··· EXCERPTED DATA ···
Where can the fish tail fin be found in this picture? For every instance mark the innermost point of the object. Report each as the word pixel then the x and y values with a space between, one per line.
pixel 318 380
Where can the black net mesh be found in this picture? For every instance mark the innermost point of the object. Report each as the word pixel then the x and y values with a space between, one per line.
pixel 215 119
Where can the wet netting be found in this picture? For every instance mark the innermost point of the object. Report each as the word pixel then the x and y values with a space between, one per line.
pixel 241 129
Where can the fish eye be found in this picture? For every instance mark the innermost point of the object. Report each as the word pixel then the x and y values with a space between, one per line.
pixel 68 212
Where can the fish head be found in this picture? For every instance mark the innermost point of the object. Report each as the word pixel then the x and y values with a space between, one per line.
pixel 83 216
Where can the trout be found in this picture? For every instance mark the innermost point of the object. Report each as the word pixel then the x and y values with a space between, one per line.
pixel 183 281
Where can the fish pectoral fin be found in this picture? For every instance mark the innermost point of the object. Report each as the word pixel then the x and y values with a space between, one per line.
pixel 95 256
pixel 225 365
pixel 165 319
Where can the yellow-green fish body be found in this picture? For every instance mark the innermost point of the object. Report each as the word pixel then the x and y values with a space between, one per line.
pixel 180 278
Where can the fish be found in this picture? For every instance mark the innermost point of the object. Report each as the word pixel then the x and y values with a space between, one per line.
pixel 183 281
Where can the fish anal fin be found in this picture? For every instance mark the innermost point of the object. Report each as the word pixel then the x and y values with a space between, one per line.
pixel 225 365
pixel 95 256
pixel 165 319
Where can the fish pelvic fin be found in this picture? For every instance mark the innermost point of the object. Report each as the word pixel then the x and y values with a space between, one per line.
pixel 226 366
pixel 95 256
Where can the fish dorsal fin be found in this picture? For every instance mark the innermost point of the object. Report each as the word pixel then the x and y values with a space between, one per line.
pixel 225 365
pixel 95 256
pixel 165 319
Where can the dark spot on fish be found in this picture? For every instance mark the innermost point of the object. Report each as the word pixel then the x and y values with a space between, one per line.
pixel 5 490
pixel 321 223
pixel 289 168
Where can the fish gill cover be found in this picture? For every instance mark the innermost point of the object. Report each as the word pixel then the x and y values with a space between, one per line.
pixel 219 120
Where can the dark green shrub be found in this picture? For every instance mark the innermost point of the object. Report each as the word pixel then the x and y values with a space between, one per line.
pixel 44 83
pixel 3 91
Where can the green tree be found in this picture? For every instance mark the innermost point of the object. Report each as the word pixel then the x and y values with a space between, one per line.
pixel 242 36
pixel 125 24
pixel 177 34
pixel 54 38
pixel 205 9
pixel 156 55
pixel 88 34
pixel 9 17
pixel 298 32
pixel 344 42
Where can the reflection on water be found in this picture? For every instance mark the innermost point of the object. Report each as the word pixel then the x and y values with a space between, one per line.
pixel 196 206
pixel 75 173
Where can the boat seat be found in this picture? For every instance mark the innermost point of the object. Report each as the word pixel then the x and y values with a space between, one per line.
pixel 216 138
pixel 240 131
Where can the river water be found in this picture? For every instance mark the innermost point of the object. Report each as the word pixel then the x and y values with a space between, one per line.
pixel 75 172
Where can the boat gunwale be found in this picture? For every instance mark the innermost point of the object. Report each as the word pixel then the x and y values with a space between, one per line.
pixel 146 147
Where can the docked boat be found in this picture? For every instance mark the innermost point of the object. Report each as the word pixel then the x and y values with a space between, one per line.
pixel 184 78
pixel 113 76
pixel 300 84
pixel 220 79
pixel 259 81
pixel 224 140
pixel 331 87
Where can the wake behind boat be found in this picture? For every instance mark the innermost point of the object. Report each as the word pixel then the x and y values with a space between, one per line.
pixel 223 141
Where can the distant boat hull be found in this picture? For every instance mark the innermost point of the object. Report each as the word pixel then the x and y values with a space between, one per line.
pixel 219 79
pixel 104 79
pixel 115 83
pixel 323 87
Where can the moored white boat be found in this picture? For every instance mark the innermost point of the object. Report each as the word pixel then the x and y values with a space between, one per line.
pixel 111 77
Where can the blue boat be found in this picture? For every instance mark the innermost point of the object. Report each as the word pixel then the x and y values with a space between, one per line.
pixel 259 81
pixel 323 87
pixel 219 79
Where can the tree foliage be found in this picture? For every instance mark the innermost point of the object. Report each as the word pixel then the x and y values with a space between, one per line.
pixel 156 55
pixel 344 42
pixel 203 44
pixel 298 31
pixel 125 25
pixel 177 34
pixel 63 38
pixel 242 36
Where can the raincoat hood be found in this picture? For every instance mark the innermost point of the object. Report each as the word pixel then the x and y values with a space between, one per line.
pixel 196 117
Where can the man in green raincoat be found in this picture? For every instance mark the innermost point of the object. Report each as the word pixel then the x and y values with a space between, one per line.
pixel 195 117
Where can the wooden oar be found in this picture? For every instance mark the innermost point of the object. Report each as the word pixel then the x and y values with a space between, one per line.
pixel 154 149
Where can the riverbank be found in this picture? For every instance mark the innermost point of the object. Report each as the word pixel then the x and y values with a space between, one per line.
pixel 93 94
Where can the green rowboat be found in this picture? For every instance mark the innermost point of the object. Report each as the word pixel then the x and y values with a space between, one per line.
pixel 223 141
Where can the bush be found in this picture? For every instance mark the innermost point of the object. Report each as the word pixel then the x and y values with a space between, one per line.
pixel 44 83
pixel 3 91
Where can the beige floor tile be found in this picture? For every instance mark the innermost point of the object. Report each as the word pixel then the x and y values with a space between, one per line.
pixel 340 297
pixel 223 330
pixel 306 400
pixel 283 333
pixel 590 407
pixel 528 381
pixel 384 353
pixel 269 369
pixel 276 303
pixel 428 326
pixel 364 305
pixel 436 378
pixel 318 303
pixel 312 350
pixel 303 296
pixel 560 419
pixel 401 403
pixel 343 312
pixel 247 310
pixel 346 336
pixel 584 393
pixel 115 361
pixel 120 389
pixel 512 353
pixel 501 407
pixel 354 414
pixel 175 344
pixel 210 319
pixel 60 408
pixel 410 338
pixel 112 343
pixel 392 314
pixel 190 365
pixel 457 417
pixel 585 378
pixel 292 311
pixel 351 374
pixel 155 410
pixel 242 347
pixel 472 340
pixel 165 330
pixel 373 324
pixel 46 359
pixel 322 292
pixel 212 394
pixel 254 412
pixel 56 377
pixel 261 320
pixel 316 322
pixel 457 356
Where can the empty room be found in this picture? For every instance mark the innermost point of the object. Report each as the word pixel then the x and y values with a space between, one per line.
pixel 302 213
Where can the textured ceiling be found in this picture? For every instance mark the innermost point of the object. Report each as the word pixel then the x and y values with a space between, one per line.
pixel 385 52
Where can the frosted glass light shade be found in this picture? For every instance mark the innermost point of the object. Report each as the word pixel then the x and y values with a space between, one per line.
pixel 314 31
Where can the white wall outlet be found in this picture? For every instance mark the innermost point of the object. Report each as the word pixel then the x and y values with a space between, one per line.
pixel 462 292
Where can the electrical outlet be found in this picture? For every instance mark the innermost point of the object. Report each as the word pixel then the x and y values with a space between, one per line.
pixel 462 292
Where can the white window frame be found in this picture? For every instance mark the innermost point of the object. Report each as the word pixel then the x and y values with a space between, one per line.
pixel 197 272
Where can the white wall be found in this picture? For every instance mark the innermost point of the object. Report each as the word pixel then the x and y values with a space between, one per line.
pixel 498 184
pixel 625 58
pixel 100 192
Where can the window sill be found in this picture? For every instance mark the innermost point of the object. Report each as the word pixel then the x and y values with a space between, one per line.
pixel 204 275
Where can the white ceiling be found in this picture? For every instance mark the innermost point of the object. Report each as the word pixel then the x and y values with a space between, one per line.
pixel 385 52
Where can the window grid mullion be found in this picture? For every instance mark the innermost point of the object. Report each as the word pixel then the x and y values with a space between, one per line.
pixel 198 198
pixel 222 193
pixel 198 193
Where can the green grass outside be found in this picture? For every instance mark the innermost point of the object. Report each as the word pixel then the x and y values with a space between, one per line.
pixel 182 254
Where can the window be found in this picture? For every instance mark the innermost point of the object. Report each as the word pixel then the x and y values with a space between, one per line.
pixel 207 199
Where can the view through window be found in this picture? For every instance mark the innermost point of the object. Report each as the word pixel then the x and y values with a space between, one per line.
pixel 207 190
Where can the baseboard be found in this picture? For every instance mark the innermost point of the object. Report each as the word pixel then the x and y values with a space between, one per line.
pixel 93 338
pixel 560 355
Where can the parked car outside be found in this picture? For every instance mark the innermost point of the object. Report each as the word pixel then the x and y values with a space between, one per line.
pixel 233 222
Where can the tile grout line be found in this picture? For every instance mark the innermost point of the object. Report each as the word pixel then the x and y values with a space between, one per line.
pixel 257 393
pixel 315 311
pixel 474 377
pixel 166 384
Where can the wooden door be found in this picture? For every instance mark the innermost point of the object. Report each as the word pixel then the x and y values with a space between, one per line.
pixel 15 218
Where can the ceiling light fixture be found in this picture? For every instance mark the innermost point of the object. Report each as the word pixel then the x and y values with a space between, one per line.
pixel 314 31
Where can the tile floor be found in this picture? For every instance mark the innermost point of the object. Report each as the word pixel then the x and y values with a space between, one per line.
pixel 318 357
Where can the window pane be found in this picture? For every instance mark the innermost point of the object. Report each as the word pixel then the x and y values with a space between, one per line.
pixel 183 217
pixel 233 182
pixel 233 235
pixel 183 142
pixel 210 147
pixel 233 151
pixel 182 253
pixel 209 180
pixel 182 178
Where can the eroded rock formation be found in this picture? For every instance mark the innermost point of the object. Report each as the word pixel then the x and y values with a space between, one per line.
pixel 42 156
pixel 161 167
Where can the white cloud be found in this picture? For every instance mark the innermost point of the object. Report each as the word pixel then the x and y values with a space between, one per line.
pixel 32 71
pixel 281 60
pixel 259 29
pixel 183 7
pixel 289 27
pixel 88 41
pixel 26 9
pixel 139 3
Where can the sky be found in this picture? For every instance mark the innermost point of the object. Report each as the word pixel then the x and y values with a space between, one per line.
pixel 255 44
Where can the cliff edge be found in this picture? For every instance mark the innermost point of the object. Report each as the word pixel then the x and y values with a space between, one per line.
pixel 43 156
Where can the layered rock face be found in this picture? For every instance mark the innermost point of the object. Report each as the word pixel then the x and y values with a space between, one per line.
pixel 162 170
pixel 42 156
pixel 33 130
···
== TASK ITEM ==
The response is the exact set of lines from the one holding "Where can the cliff" through the last line of the material.

== ANSWER TO THIS PROBLEM ==
Where can the cliff edge be found in this picture? For every instance mark the innermost point of the object. Report each as the word pixel then the x and y values with a space between, one per line.
pixel 43 156
Where can the layered rock face be found in this picture? For every instance mark the innermost point of the object. Report each as the word pixel then the x and y values with a space between, one per line.
pixel 162 170
pixel 42 156
pixel 33 130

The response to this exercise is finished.